*DATA SHOWN:*
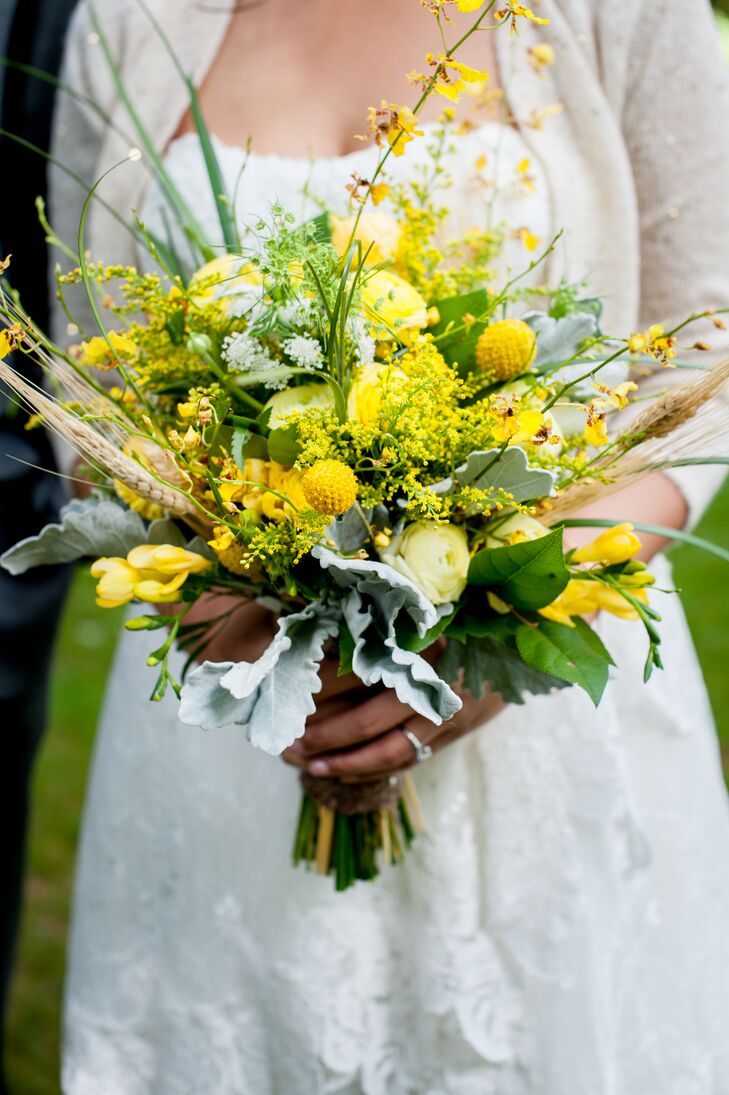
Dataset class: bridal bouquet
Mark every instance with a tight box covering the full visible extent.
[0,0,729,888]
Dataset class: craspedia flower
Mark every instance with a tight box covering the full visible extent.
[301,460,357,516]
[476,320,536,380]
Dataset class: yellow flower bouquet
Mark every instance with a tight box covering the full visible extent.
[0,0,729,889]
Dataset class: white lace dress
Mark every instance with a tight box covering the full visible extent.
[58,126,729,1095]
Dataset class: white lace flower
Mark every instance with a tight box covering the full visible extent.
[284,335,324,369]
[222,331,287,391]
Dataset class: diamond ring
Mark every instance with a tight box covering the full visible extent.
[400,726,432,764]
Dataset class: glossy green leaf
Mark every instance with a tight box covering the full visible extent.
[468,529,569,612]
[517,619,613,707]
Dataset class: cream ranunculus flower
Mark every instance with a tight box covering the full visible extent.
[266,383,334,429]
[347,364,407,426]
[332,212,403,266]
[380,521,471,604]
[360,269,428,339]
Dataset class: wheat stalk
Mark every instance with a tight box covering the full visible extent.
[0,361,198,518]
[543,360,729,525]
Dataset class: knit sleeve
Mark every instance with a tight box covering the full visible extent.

*TASK DIRECTIONS:*
Copy the listing above verbatim, leaving out the picture.

*EXERCISE OUTPUT:*
Dataset class: bridal bouquet
Mark every instance with a tight box covering the full visible extent.
[0,0,729,888]
Dataset class: craspedia flower
Mark every instance with a tight box covering the full visible extent.
[301,460,357,516]
[476,320,536,380]
Dataset class: yellow flower bouquet
Mark every instance with a tight box covering the full visible extent.
[0,0,729,889]
Dataset class: white lace dress
Mark every instance with a tight box covering the full visible extent.
[58,126,729,1095]
Dataset class: white lace flower
Mark every instance with a tight box covering the full visible extent.
[284,335,324,369]
[222,331,287,391]
Dataset class: diamond ring
Mark every instance with a tight box covering the full visible extent.
[400,726,432,764]
Dataset class: glossy green leaf
Mark every instance with a tight box covering the full visible extent.
[468,529,569,612]
[517,619,613,707]
Dataset class: cream ranunculus flower
Mark every instance with a tight box covering the full visible extent.
[266,383,334,429]
[347,364,407,426]
[332,212,403,266]
[380,521,471,604]
[360,269,428,339]
Dataset class: wheat stalk
Mark every instance with a tight box covering the full visible extent.
[0,361,198,518]
[543,360,729,525]
Dataset class: knit sleeve
Mark every instance with a tight box covering the full visible extent.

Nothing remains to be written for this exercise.